GIVEN INFORMATION Block Start

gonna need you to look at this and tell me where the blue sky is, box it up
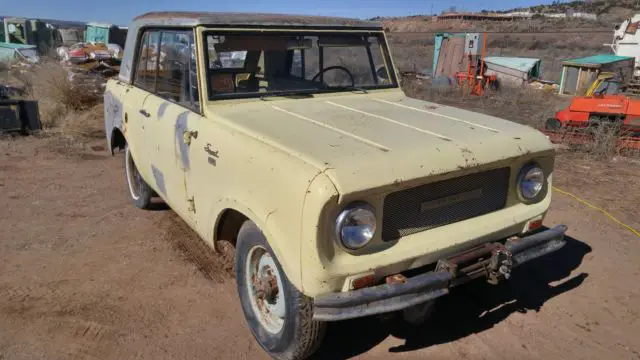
[3,0,554,26]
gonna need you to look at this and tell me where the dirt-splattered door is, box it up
[139,29,200,225]
[434,36,468,79]
[142,96,196,223]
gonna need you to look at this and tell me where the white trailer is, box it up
[611,14,640,76]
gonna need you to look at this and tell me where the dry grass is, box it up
[387,31,611,82]
[37,104,105,157]
[560,124,640,159]
[58,104,105,139]
[4,59,106,156]
[403,76,568,128]
[402,77,639,159]
[13,60,102,129]
[0,61,10,74]
[0,59,104,157]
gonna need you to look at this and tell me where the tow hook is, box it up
[488,244,513,285]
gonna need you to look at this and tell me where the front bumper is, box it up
[313,225,567,321]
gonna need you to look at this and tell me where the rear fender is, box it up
[104,80,126,154]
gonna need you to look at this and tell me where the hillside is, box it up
[379,0,637,33]
[506,0,638,23]
[505,0,638,21]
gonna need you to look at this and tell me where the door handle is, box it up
[139,109,150,118]
[183,130,198,145]
[204,143,219,157]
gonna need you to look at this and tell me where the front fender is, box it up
[206,197,304,292]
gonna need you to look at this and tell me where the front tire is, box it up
[235,221,326,360]
[124,143,153,209]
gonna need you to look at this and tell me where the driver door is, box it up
[138,29,201,224]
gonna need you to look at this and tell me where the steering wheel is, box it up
[311,66,355,88]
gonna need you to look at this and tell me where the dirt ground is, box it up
[1,136,640,360]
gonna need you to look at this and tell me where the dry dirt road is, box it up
[1,137,639,360]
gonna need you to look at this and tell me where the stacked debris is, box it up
[56,42,122,93]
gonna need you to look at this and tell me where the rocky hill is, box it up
[505,0,638,23]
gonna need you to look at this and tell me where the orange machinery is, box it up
[543,94,640,150]
[546,94,640,133]
[453,33,497,96]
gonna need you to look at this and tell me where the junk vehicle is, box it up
[104,12,568,360]
[0,42,39,63]
[84,22,127,48]
[55,28,83,46]
[2,17,55,55]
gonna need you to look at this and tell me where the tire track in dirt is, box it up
[158,211,235,283]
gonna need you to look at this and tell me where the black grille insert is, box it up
[382,167,510,241]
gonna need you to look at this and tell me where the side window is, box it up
[133,29,199,112]
[289,49,303,78]
[155,31,199,111]
[133,30,159,91]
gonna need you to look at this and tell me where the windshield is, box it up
[594,80,621,95]
[204,31,397,100]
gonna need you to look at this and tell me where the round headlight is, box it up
[335,203,377,250]
[518,164,545,201]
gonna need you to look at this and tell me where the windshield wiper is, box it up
[259,90,315,100]
[324,85,368,94]
[345,86,368,94]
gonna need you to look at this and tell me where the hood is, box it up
[210,91,553,195]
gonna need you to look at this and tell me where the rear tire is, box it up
[235,220,326,360]
[124,143,153,209]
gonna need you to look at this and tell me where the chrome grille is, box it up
[382,168,510,241]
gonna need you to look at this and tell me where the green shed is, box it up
[559,54,635,95]
[84,22,126,48]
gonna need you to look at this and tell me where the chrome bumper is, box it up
[313,225,568,321]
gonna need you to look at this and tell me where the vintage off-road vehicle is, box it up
[105,12,568,360]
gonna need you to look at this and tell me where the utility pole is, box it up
[431,3,434,16]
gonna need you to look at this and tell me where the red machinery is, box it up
[547,94,640,131]
[543,94,640,150]
[453,33,498,96]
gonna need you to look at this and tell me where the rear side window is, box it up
[133,29,199,112]
[133,30,159,91]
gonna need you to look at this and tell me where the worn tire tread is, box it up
[236,221,326,360]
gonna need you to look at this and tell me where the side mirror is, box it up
[376,65,390,81]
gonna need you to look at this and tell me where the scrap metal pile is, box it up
[57,42,122,88]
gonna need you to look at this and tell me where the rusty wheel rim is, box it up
[245,245,285,334]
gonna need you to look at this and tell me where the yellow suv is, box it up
[104,12,567,360]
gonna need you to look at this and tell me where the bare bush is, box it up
[578,124,640,159]
[58,104,105,139]
[14,60,102,129]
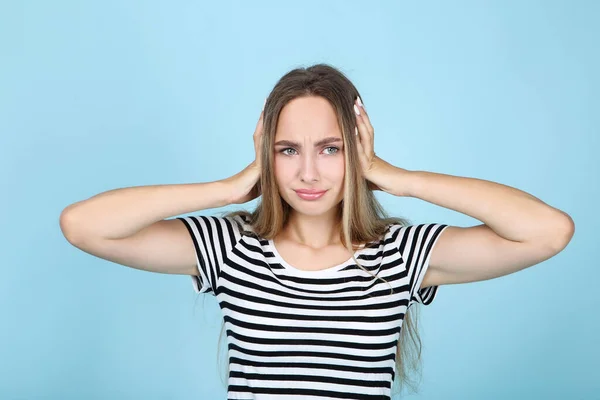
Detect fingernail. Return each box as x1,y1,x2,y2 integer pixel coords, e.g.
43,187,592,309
355,126,358,136
353,104,361,116
357,96,364,108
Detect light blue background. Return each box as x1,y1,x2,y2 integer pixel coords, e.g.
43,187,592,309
1,1,598,399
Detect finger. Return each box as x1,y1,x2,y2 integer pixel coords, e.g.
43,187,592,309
254,109,264,137
253,108,265,167
354,108,372,156
356,97,374,136
355,133,373,184
355,131,368,165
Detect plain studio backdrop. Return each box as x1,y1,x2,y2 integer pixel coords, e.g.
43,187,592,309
1,1,597,399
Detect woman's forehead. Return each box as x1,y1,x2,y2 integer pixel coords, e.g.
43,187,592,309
276,97,341,139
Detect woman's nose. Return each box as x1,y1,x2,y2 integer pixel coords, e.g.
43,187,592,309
299,153,319,182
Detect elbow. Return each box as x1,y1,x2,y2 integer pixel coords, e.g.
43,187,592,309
549,212,575,253
59,205,82,244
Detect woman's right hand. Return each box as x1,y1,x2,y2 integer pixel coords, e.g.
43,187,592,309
222,105,265,205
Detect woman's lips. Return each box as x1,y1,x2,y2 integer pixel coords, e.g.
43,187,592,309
294,190,327,200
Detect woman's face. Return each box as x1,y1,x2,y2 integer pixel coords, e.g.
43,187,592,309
273,95,345,217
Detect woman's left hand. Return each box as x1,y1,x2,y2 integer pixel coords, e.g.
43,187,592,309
354,97,403,195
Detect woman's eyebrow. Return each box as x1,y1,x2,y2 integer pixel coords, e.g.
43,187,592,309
274,137,343,147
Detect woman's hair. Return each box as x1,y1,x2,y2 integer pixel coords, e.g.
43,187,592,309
208,63,426,396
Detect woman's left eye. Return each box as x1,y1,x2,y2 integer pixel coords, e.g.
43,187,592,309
323,146,339,155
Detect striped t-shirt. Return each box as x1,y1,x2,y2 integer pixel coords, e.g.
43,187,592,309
177,214,449,400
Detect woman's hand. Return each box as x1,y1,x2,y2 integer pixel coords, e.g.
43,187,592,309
222,103,265,204
354,97,409,196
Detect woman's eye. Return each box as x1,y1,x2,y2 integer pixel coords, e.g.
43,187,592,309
279,146,339,156
323,146,339,155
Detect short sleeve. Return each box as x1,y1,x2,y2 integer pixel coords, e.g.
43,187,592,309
397,223,450,309
177,214,245,296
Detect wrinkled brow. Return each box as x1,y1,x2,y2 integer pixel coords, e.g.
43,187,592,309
274,137,343,147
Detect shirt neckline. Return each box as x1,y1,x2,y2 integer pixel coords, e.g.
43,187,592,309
267,238,367,277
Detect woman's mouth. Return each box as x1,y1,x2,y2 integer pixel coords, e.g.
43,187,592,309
294,190,327,201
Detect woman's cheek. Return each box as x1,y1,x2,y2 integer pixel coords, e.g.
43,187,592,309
274,155,298,182
324,154,345,177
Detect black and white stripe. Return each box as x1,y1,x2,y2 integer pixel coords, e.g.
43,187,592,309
178,214,448,400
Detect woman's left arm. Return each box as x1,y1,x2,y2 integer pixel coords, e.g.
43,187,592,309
378,163,574,287
374,160,575,288
384,163,574,249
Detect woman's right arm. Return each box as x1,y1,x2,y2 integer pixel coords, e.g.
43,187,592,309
59,181,234,276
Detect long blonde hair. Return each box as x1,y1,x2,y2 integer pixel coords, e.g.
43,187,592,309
209,63,428,397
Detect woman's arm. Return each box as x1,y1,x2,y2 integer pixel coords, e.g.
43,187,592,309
382,164,574,288
60,181,232,242
390,165,574,248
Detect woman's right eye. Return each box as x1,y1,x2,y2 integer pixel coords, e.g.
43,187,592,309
280,148,297,156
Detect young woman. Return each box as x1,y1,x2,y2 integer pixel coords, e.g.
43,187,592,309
60,64,574,399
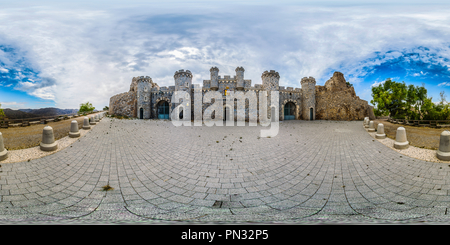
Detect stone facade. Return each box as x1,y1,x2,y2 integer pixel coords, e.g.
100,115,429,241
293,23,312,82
109,91,137,118
109,68,375,121
315,71,375,121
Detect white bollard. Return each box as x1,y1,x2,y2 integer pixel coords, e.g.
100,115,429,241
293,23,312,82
0,132,8,161
368,121,375,132
82,117,91,130
69,120,80,138
375,123,386,139
437,130,450,161
394,127,409,149
40,126,58,151
90,116,96,125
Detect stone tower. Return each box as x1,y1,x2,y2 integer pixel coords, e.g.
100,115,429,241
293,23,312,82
261,70,280,121
210,67,219,91
261,70,280,91
136,76,153,119
174,69,193,119
301,76,316,120
174,69,193,92
235,66,245,90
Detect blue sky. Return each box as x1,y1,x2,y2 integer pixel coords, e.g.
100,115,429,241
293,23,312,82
0,0,449,109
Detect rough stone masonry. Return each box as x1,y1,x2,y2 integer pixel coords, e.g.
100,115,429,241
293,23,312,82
109,68,375,121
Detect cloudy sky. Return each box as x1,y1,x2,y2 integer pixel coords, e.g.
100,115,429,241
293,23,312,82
0,0,450,110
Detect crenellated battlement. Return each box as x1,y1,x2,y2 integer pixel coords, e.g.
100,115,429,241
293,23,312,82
300,76,316,86
134,76,153,83
235,66,245,72
174,69,193,79
261,70,280,79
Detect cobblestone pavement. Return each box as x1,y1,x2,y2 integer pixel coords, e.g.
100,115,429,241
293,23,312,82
2,117,450,224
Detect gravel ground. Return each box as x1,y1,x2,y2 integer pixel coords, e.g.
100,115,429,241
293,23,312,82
1,116,87,150
367,120,448,163
373,119,446,150
0,123,97,163
0,112,103,164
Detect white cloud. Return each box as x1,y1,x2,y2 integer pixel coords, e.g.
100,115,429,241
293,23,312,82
438,82,450,86
0,101,27,110
0,2,450,108
371,80,385,88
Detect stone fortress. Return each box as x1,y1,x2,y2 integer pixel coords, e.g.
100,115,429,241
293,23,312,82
109,67,376,122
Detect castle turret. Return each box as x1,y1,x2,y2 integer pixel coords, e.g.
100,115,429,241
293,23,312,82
261,70,280,91
301,76,316,120
261,70,280,121
235,66,245,90
174,69,193,92
137,76,153,119
210,66,219,91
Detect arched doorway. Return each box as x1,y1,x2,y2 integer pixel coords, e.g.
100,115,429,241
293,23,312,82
157,101,170,119
310,108,313,121
284,102,295,120
140,108,143,119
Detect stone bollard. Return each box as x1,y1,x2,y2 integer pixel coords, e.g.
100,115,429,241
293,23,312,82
95,114,99,122
40,126,58,151
90,116,96,125
82,117,91,130
368,121,375,132
394,127,409,149
437,130,450,161
364,118,369,128
0,132,8,161
375,123,386,139
69,120,80,138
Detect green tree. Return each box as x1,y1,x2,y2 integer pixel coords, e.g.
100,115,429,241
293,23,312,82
371,79,432,120
79,102,95,114
0,103,5,120
103,106,109,111
404,83,428,120
440,91,447,104
416,94,450,121
371,79,407,119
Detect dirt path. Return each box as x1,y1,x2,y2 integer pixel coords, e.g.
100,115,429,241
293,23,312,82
373,119,447,150
1,113,103,150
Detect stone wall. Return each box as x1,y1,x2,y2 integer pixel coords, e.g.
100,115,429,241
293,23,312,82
109,68,375,121
301,77,316,120
109,91,137,118
315,71,375,121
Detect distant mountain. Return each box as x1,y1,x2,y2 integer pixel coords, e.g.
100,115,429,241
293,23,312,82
0,108,78,120
18,108,79,117
3,109,40,119
2,107,81,119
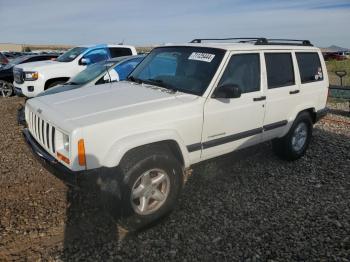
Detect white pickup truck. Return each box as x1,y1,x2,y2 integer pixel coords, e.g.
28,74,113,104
23,38,328,230
14,44,137,97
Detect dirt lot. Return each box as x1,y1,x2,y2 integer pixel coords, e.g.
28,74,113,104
0,97,349,261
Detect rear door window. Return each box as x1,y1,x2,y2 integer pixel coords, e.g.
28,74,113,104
83,48,109,64
108,48,132,58
113,57,143,81
296,52,323,83
265,53,295,89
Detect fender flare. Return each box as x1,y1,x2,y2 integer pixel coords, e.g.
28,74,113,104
280,103,316,137
101,129,191,168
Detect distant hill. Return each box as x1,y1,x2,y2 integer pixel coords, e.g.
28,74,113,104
321,45,350,52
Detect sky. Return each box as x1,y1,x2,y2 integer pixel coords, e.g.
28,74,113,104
1,0,350,47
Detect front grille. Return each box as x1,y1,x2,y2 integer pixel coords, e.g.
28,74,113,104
14,68,24,84
28,109,56,154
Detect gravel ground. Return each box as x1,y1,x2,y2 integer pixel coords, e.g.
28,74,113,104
0,97,349,261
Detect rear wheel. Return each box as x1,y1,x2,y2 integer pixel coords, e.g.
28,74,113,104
272,112,313,161
0,80,13,97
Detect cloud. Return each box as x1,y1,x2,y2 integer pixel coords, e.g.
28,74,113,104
0,0,349,47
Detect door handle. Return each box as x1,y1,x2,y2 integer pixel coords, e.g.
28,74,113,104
289,90,300,94
253,96,266,101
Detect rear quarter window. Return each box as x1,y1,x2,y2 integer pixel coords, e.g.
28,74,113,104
109,48,132,58
265,53,295,89
296,52,323,83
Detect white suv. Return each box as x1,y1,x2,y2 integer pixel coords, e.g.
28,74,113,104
14,44,137,97
23,38,328,230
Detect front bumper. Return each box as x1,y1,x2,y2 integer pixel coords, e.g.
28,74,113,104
14,79,44,97
23,128,80,185
14,86,25,97
23,128,118,187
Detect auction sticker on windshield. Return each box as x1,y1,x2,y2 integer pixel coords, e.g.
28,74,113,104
188,52,215,62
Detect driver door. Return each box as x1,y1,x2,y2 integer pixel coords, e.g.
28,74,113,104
201,52,266,160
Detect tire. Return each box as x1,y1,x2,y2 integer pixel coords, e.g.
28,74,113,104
272,112,313,161
0,80,14,97
46,81,66,89
110,145,183,231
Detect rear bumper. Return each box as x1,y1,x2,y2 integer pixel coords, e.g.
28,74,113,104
315,108,328,122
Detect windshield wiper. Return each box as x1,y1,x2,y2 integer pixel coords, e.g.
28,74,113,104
127,75,142,84
145,78,177,93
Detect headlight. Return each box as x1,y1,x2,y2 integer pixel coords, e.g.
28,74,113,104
55,131,70,165
63,134,69,152
24,71,39,81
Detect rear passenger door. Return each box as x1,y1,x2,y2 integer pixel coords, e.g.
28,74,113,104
201,52,266,160
262,52,299,141
295,51,327,110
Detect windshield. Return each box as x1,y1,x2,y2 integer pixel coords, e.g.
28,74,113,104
56,47,87,62
69,61,113,85
128,46,225,95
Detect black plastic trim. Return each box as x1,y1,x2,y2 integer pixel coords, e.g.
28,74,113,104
202,128,263,149
263,120,288,131
186,143,202,153
315,108,328,122
289,90,300,94
186,120,288,152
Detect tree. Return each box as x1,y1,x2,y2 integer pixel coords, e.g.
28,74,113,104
23,46,31,52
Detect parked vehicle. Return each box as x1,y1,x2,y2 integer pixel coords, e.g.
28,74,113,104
336,51,350,59
14,44,137,97
323,52,347,61
2,51,24,60
37,55,145,97
23,38,328,230
17,55,145,124
0,54,58,97
0,52,9,66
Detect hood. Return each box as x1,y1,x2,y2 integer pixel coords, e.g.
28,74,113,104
31,81,198,127
14,60,68,71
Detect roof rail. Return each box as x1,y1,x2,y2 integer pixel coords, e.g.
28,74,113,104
190,38,313,46
258,39,313,46
190,38,267,44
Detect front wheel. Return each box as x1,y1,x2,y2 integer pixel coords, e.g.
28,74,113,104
0,80,14,97
272,112,313,161
114,146,183,231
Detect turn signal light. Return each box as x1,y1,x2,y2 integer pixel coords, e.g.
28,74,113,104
78,139,86,166
57,152,70,165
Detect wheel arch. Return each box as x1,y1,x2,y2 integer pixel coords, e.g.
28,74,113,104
44,77,70,90
279,105,316,138
101,130,190,168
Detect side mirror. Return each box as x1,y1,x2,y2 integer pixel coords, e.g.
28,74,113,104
214,84,242,99
79,58,91,66
103,73,110,82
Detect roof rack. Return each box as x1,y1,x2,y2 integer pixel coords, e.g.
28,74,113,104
190,38,313,46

GIVEN INFORMATION Block End

• EXERCISE DESCRIPTION: Once a line of the records is found to contain "hair", copy it out.

• RESULT OF THE EXERCISE:
Detect woman's hair. Return each box as x1,y1,x2,y2 integer pixel coords, e.g.
Detect long blonde hair. Return each box as x1,y1,x2,y2 integer pixel coords, e.g.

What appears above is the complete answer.